### Short problem
In one to three sentences, explain from the appeal decision why the Crown withdrew the charges relating to J.D. and how it planned to use her evidence instead.

### Document text

__________

486.6(1) Every person who fails to comply with an order made under any of subsections 486.4(1) to (3) or subsection 486.5(1) or (2) is guilty of an offence punishable on summary conviction.
(1.1) A prosecutor shall not commence or continue a prosecution against a person who is the subject of the order unless, in the opinion of the prosecutor, (a) the person knowingly failed to comply with the order; (b) the privacy interests of another person who is the subject of any order prohibiting the publication in any document or the broadcasting or transmission in any way of information that could identify that person have been compromised; and (c) a warning to the individual is not appropriate.
(2) For greater certainty, an order referred to in subsection (1) applies to prohibit, in relation to proceedings taken against any person who fails to comply with the order, the publication in any document or the broadcasting or transmission in any way of information that could identify a victim, witness or justice system participant whose identity is protected by the order.
Court of Appeal for Ontario
Date: 2024-04-24 Docket: COA-22-CR-0321
Judges: Trotter, Zarnett and Sossin JJ.A.
Between:
His Majesty the King Respondent
and
Hopeton Wright Appellant
Counsel: John Fennel, for the appellant Philippe G. Cowle, for the respondent
Heard: February 27, 2024
On appeal from the conviction entered on July 29, 2021 by Justice Rita-Jean Maxwell of the Superior Court of Justice, sitting with a jury.
Trotter J.A.:
[1] The appellant was found guilty of three counts of sexual interference and three counts of sexual assault in relation to two of his common law partner’s children, S.M. and A.M. The three sexual assault counts were stayed in accordance with Kienapple v. R., [1975] 1 S.C.R. 729. The appellant received a total sentence of four years’ imprisonment on the sexual interference counts.
[2] The appellant appealed his convictions. He advanced two grounds of appeal. First, that the trial judge erred in admitting similar fact evidence in relation to an alleged assault on another child of his common law partner. Second, that the trial judge erred in her instructions to the jury on the use that could be made of prior inconsistent statements. At the conclusion of the hearing, we dismissed the appeal, with reasons to follow. These reasons explain why the appeal was dismissed.
A. Factual Background
[3] The appellant was charged with committing offences against his common law spouse’s daughters, S.M. and A.M. They testified that these offences took place in the early 2000s when they were about 12 to 13 and 10 to 11 years old, respectively. The Crown also relied on the evidence of a similar fact witness, J.D.; she is also the daughter of the appellant’s common law spouse, and the half-sister of S.M. and A.M. To be clear, the appellant is not the father of S.M., A.M., or J.D.
[4] The appellant was originally charged with the sexual assault and sexual interference of all three sisters, including J.D. The offences against J.D. were alleged to have occurred when she was around six to seven years old. However, she was unavailable to testify at the preliminary inquiry, causing the Crown to withdraw the charges that related to her. At that time, the Crown gave notice that it intended to tender J.D.’s evidence as similar fact evidence at trial.
[5] All three complainants testified that the appellant touched them while they were staying in the same house as him. At the time of these events, J.D. was living in the house with the appellant and her mother. S.M. and A.M. lived with their father, but would visit the appellant and their mother from time to time. [1]
(1) Assaults Against S.M.

__________

[Coordinate annotation entries]
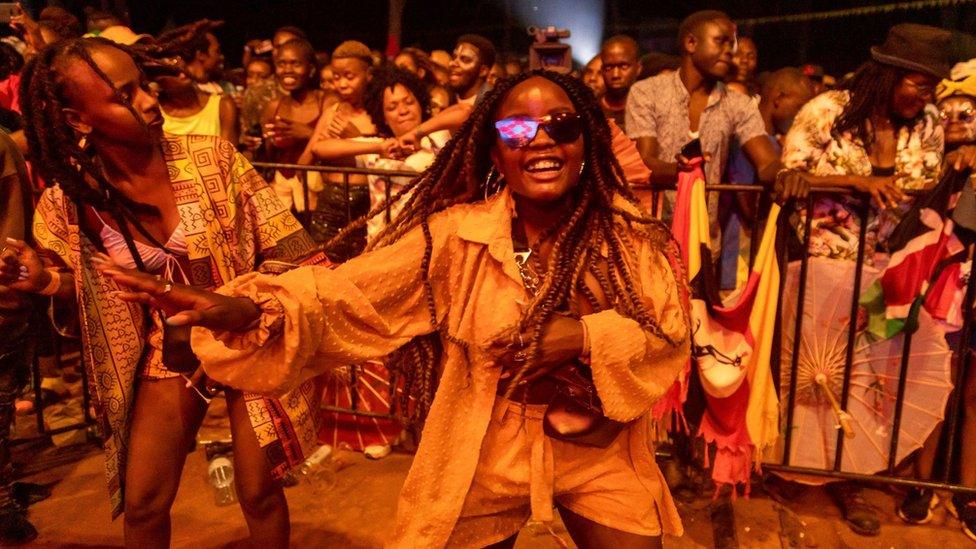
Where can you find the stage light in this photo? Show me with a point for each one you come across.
(583, 18)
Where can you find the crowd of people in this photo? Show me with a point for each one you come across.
(524, 275)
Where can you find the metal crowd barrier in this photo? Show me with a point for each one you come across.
(954, 409)
(888, 477)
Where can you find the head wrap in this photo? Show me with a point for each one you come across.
(962, 82)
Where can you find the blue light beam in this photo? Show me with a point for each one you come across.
(583, 18)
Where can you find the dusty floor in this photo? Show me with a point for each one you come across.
(358, 510)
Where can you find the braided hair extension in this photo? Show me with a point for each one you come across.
(54, 146)
(871, 89)
(459, 174)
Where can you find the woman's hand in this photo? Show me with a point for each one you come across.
(21, 269)
(284, 128)
(182, 305)
(561, 342)
(790, 184)
(884, 190)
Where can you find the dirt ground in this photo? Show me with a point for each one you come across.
(358, 510)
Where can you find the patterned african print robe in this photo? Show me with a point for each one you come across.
(232, 221)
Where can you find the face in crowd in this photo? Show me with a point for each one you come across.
(326, 79)
(349, 77)
(440, 99)
(258, 70)
(96, 111)
(593, 76)
(958, 114)
(282, 37)
(620, 67)
(913, 92)
(293, 68)
(401, 109)
(547, 166)
(496, 73)
(745, 59)
(711, 47)
(466, 68)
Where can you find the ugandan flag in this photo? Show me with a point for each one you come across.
(733, 341)
(927, 253)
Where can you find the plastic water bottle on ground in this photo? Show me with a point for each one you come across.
(221, 473)
(318, 470)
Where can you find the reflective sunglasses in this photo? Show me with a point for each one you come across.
(518, 131)
(966, 115)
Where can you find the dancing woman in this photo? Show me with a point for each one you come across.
(489, 292)
(184, 209)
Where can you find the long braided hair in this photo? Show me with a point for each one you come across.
(54, 146)
(871, 89)
(461, 174)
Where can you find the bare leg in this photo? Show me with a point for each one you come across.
(967, 443)
(165, 419)
(262, 498)
(588, 534)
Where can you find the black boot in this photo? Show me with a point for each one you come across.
(858, 514)
(15, 529)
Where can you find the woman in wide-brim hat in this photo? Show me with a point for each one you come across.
(878, 135)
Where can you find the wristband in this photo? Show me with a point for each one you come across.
(54, 285)
(585, 353)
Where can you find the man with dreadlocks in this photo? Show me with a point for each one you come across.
(521, 261)
(182, 208)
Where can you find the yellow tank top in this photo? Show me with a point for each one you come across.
(205, 122)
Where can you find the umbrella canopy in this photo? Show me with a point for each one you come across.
(368, 387)
(874, 382)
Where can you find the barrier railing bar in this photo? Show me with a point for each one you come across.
(900, 400)
(798, 330)
(863, 214)
(962, 366)
(880, 479)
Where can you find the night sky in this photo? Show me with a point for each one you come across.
(839, 44)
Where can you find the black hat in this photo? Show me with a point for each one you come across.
(919, 48)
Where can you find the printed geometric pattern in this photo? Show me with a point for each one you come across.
(232, 221)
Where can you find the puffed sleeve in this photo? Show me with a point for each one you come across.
(632, 367)
(317, 318)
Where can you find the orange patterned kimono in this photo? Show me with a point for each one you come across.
(232, 221)
(371, 305)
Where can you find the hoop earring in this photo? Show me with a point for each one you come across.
(489, 188)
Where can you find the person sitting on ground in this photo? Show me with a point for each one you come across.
(593, 76)
(620, 66)
(470, 66)
(289, 120)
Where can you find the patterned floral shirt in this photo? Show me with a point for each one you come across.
(813, 147)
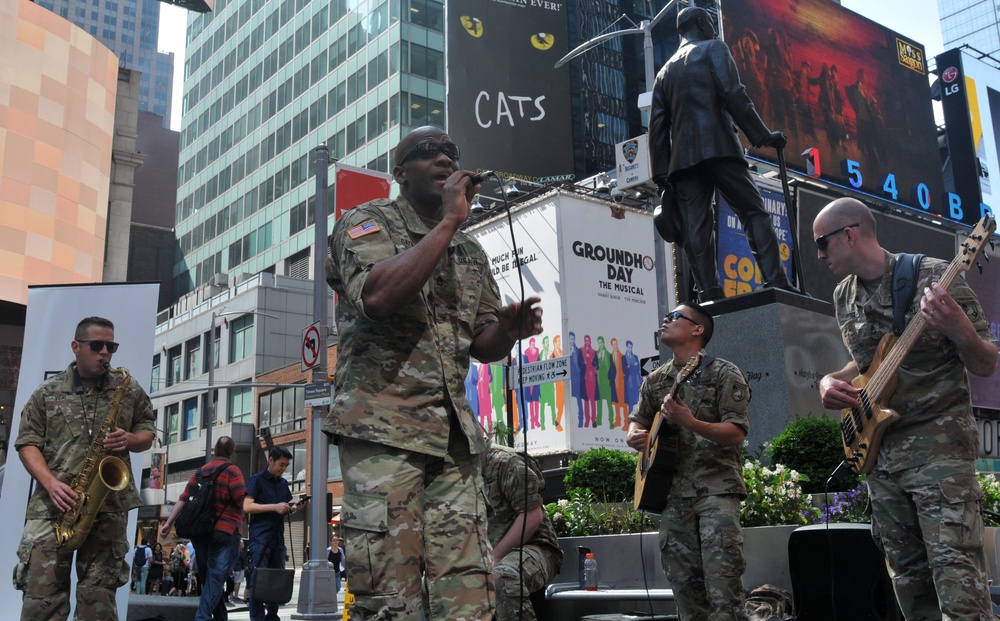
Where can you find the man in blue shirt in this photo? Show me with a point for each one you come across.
(267, 501)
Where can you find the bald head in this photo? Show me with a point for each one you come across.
(418, 135)
(845, 212)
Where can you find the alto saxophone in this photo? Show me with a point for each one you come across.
(102, 473)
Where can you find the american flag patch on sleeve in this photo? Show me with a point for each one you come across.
(365, 228)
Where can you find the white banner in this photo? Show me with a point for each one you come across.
(52, 315)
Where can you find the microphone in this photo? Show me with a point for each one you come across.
(478, 178)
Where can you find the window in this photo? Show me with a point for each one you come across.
(283, 410)
(174, 372)
(241, 338)
(154, 381)
(173, 421)
(190, 419)
(240, 404)
(192, 364)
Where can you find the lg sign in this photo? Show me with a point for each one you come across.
(949, 76)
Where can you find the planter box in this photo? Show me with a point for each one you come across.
(633, 561)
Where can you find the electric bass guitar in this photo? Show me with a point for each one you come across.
(864, 427)
(655, 471)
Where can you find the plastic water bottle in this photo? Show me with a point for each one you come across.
(590, 572)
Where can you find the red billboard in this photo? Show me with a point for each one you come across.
(852, 95)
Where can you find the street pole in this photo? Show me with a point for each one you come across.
(317, 588)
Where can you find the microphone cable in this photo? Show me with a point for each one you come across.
(519, 398)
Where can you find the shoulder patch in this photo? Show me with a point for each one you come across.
(365, 228)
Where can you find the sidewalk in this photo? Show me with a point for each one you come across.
(241, 612)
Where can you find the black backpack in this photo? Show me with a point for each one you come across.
(197, 518)
(139, 558)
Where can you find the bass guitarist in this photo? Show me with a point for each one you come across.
(700, 535)
(923, 487)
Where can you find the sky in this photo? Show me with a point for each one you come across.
(915, 19)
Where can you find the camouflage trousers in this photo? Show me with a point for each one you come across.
(43, 571)
(927, 522)
(701, 548)
(513, 592)
(410, 519)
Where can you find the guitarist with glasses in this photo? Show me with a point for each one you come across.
(689, 426)
(922, 480)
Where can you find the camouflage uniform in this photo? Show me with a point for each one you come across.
(701, 542)
(59, 421)
(409, 442)
(509, 495)
(925, 496)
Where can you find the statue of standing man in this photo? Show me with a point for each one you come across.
(698, 101)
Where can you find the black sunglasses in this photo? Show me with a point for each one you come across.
(675, 315)
(428, 150)
(824, 240)
(97, 346)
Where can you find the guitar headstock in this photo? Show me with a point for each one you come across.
(977, 240)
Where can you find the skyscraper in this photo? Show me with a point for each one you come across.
(266, 82)
(130, 29)
(972, 22)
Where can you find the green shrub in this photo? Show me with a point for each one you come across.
(582, 515)
(814, 448)
(607, 473)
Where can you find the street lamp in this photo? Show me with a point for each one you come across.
(210, 356)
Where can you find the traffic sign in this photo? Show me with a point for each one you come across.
(541, 372)
(317, 393)
(311, 344)
(648, 365)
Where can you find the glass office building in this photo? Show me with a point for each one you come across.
(130, 28)
(972, 22)
(266, 82)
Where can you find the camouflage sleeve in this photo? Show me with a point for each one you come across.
(360, 241)
(31, 430)
(966, 298)
(511, 477)
(650, 399)
(734, 397)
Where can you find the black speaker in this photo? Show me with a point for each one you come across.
(839, 575)
(161, 608)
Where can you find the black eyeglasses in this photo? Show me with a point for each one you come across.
(675, 315)
(97, 346)
(824, 240)
(428, 150)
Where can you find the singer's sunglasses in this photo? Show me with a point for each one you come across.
(97, 346)
(675, 315)
(824, 240)
(429, 150)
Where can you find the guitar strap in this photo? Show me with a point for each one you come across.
(904, 287)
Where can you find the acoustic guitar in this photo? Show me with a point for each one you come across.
(655, 471)
(864, 427)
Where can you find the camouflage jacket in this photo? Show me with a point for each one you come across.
(503, 474)
(401, 381)
(933, 393)
(59, 421)
(715, 393)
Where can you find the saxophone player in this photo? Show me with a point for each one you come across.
(88, 411)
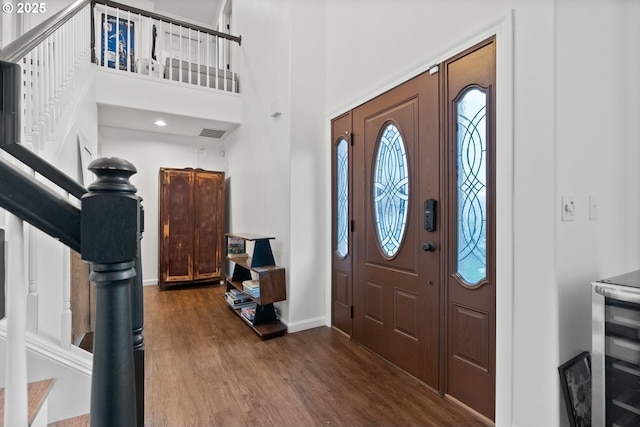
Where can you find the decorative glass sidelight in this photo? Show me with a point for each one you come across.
(472, 186)
(390, 190)
(342, 191)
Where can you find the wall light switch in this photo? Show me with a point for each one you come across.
(568, 208)
(593, 207)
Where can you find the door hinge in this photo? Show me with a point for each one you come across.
(350, 136)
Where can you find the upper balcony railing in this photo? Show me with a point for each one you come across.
(128, 39)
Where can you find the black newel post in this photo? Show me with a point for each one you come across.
(137, 313)
(110, 227)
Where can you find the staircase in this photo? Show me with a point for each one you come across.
(38, 395)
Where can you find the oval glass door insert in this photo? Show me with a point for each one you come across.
(390, 190)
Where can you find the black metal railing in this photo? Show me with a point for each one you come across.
(129, 39)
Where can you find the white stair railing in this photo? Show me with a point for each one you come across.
(131, 40)
(15, 396)
(49, 72)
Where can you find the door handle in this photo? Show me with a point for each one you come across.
(429, 247)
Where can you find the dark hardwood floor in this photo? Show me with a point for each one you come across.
(205, 367)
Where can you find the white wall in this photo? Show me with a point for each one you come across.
(259, 151)
(598, 151)
(148, 152)
(370, 49)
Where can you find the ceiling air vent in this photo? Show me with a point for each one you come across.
(212, 133)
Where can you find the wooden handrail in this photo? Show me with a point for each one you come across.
(24, 44)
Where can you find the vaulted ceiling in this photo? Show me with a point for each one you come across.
(203, 11)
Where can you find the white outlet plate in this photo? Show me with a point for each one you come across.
(568, 208)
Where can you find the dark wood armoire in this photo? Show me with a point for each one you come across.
(191, 226)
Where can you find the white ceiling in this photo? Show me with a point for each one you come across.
(202, 12)
(188, 128)
(205, 12)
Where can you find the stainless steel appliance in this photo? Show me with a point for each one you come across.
(615, 352)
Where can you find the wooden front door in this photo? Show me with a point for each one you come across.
(396, 286)
(470, 259)
(414, 227)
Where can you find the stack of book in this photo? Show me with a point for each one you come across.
(249, 313)
(238, 299)
(252, 287)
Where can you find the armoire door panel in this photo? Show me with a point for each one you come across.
(208, 225)
(191, 226)
(177, 237)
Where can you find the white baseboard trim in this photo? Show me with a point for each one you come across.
(305, 324)
(73, 358)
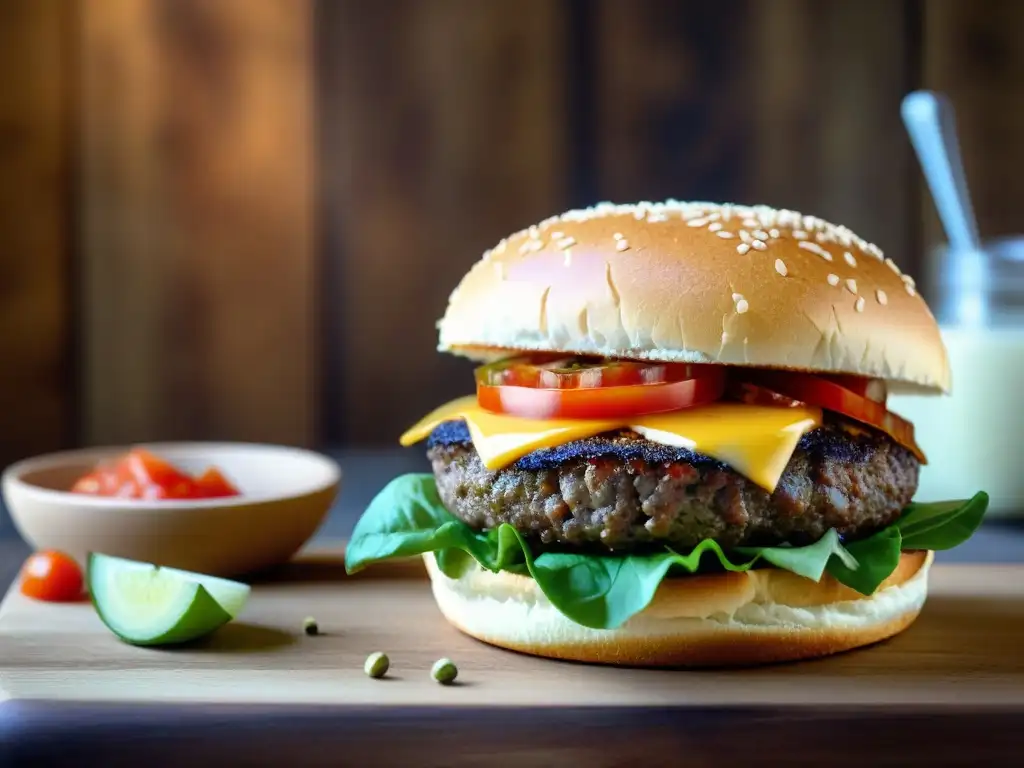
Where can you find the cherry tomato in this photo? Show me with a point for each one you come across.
(570, 389)
(52, 577)
(817, 390)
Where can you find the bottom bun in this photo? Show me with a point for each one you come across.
(758, 616)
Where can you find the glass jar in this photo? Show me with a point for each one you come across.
(974, 437)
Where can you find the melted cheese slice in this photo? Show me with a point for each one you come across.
(755, 440)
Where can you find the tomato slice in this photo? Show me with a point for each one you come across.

__________

### Worked answer
The Crown withdrew the charges relating to J.D. because she was unavailable to testify at the preliminary inquiry. At that time, it gave notice that it intended to tender her evidence at trial as similar fact evidence.